Your assignment: In the records below, find the line that contains "mark: the utility pole" and the line that contains "mark: the green shrub". Set down exactly those lines and every line between them, and nothing more.

--- Source data ---

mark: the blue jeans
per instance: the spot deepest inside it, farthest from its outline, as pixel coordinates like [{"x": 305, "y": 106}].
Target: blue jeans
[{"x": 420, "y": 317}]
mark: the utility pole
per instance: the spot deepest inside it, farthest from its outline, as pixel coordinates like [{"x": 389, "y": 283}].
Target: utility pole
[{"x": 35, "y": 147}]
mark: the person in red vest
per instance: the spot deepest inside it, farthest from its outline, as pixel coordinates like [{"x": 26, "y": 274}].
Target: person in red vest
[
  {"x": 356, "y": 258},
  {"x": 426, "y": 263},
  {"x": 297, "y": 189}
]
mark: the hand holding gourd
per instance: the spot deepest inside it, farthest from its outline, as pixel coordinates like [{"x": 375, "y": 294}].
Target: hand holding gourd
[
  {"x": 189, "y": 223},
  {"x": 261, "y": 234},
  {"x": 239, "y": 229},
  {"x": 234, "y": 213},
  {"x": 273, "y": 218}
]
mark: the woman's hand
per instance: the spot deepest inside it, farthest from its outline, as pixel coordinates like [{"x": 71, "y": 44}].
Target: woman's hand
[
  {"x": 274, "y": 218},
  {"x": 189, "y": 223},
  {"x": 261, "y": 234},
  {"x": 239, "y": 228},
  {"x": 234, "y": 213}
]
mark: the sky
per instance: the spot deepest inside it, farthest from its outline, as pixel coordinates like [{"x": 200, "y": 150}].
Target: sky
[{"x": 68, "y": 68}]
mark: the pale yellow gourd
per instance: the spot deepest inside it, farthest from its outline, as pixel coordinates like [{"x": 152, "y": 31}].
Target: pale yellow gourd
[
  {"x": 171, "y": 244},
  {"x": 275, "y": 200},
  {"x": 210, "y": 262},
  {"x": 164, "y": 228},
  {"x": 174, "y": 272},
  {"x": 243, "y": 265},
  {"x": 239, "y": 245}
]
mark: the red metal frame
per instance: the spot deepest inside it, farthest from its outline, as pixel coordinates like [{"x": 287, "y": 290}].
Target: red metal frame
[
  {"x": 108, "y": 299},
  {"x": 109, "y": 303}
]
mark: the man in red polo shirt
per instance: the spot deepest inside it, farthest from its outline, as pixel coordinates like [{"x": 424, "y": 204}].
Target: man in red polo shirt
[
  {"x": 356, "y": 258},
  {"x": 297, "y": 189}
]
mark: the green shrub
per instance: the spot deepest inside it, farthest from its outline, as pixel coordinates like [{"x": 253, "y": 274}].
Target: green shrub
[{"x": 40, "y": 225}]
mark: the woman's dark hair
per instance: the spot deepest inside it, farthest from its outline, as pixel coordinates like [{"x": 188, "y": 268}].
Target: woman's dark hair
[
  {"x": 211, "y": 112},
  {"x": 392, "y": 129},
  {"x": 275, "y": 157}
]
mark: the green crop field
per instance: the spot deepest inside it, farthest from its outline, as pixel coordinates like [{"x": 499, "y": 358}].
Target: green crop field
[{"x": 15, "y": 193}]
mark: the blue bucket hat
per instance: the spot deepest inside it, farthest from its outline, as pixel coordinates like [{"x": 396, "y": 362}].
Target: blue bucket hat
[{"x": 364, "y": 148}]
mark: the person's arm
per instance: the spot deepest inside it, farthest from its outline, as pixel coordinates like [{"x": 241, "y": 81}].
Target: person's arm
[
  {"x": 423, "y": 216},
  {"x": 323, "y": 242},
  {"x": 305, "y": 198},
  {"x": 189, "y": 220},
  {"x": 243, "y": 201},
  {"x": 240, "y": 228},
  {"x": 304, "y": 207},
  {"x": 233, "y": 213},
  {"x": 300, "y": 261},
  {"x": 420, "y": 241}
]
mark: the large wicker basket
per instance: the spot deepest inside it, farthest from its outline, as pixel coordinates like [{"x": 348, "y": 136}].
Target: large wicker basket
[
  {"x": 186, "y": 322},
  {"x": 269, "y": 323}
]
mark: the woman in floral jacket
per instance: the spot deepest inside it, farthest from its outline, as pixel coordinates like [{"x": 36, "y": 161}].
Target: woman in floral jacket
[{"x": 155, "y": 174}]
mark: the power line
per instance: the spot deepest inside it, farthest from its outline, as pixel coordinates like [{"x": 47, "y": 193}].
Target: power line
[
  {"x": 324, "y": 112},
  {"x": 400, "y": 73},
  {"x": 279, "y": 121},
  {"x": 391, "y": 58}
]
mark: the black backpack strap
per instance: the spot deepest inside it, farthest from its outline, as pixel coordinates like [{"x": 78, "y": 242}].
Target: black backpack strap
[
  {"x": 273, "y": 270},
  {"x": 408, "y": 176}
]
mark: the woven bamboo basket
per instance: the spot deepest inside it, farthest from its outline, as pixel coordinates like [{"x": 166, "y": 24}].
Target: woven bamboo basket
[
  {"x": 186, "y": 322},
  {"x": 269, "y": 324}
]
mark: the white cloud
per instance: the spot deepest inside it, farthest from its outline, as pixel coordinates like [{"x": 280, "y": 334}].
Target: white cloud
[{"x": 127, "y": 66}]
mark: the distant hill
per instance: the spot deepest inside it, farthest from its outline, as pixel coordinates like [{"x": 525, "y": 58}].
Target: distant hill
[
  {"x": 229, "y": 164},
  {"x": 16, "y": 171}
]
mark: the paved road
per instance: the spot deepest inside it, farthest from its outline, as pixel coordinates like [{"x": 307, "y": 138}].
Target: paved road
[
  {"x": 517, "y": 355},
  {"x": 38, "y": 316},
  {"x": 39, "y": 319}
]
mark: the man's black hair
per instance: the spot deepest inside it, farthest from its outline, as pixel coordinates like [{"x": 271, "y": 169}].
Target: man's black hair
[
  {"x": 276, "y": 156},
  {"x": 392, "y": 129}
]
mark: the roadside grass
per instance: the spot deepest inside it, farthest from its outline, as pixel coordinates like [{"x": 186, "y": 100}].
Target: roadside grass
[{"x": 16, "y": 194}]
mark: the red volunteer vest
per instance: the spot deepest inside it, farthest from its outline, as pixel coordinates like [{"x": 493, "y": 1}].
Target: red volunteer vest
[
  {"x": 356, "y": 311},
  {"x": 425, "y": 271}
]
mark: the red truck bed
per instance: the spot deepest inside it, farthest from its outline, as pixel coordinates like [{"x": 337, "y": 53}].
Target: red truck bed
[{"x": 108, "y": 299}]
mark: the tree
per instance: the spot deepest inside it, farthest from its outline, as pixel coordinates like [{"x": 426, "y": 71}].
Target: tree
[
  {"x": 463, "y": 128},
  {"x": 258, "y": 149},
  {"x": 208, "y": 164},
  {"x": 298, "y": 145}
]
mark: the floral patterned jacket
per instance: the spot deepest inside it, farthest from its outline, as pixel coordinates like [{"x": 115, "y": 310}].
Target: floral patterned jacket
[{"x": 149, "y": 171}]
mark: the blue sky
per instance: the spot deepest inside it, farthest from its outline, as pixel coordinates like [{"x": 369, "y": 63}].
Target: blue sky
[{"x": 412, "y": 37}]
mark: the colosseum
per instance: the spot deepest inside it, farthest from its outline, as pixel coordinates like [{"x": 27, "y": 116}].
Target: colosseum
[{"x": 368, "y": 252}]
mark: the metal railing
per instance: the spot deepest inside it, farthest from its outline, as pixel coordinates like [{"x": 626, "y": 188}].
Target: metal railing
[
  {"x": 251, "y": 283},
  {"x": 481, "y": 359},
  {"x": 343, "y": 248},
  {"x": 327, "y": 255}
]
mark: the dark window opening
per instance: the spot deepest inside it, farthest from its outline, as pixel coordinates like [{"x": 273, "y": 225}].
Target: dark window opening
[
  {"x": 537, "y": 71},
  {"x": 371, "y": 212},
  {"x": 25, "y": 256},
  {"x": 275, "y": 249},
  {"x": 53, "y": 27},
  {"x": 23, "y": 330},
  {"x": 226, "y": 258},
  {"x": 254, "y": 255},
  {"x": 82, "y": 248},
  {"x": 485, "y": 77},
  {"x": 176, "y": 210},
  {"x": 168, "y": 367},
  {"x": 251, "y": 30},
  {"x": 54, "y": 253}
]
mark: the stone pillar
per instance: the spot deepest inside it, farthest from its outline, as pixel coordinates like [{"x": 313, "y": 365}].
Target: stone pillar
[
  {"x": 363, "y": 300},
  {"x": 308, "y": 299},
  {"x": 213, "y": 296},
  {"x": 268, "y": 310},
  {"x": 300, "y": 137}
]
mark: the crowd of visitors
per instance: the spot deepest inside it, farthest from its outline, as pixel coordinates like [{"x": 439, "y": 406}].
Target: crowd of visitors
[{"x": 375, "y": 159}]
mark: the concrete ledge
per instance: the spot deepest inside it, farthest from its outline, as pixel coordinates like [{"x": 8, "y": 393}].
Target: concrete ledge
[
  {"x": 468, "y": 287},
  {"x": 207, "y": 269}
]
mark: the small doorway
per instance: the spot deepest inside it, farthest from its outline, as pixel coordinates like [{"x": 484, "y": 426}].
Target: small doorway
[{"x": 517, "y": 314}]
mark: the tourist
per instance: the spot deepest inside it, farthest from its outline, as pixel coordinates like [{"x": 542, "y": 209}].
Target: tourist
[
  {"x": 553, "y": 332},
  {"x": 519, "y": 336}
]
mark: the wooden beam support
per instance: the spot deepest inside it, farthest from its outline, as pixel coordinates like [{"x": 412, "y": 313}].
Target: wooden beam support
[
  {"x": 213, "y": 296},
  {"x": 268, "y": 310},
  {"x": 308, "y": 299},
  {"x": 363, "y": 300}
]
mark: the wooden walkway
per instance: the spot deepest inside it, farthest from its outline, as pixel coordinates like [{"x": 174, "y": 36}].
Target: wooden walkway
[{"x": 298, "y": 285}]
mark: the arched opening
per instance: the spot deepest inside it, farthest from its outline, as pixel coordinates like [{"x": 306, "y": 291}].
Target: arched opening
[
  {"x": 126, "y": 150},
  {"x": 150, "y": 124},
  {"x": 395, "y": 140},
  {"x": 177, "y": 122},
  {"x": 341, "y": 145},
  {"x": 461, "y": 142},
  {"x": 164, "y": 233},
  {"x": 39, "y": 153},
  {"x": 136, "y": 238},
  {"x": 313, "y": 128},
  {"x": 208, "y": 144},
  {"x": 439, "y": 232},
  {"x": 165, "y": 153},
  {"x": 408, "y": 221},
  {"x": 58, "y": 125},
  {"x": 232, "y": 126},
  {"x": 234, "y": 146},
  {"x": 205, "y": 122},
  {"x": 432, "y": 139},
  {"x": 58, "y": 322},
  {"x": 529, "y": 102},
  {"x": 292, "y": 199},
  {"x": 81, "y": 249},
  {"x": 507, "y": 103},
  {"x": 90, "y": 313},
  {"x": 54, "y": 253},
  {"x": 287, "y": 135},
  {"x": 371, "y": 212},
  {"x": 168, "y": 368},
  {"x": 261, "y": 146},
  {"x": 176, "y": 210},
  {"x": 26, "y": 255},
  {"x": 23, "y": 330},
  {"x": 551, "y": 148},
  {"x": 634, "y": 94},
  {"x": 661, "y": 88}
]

---

Solution for this task:
mark: the utility pole
per instance: the spot deepest inside it, farthest from its outline, as pixel coordinates like [{"x": 389, "y": 283}].
Target: utility pole
[{"x": 35, "y": 147}]
mark: the person in red vest
per instance: the spot deepest inside it, farthest from its outline, as pixel coordinates like [{"x": 26, "y": 274}].
Target: person in red vest
[
  {"x": 356, "y": 258},
  {"x": 426, "y": 263},
  {"x": 297, "y": 189}
]
mark: the hand holding gourd
per instance: the spot deepest inside it, farthest from its outline, as pixel coordinates like [{"x": 375, "y": 294}].
Target: hand holding gourd
[
  {"x": 189, "y": 223},
  {"x": 261, "y": 234},
  {"x": 239, "y": 229},
  {"x": 234, "y": 213},
  {"x": 273, "y": 218}
]
mark: the woman's hand
per instance: the spot deepest inside it, farthest from its outline, as pixel coordinates like [{"x": 71, "y": 44}].
Target: woman's hand
[
  {"x": 274, "y": 218},
  {"x": 189, "y": 223},
  {"x": 261, "y": 234},
  {"x": 239, "y": 228},
  {"x": 234, "y": 213}
]
mark: the sky
per instance: the spot deepest inside it, farthest from its outline, as pixel coordinates like [{"x": 200, "y": 150}].
Target: sky
[{"x": 68, "y": 68}]
mark: the pale yellow gourd
per instance: the spot deepest inside it, farthest from its outline, as pixel coordinates like [{"x": 152, "y": 31}].
Target: pale yellow gourd
[
  {"x": 171, "y": 244},
  {"x": 275, "y": 200},
  {"x": 210, "y": 262},
  {"x": 164, "y": 228},
  {"x": 174, "y": 272},
  {"x": 243, "y": 265},
  {"x": 239, "y": 245}
]
mark: the red metal frame
per instance: the spot deepest inside it, farthest from its outline, as pixel coordinates like [{"x": 287, "y": 290}].
Target: red metal frame
[
  {"x": 108, "y": 299},
  {"x": 109, "y": 303}
]
mark: the man in red polo shirt
per instance: the spot deepest inside it, farthest from its outline, as pixel coordinates like [{"x": 424, "y": 204}].
Target: man in red polo shirt
[
  {"x": 356, "y": 258},
  {"x": 297, "y": 189}
]
mark: the green shrub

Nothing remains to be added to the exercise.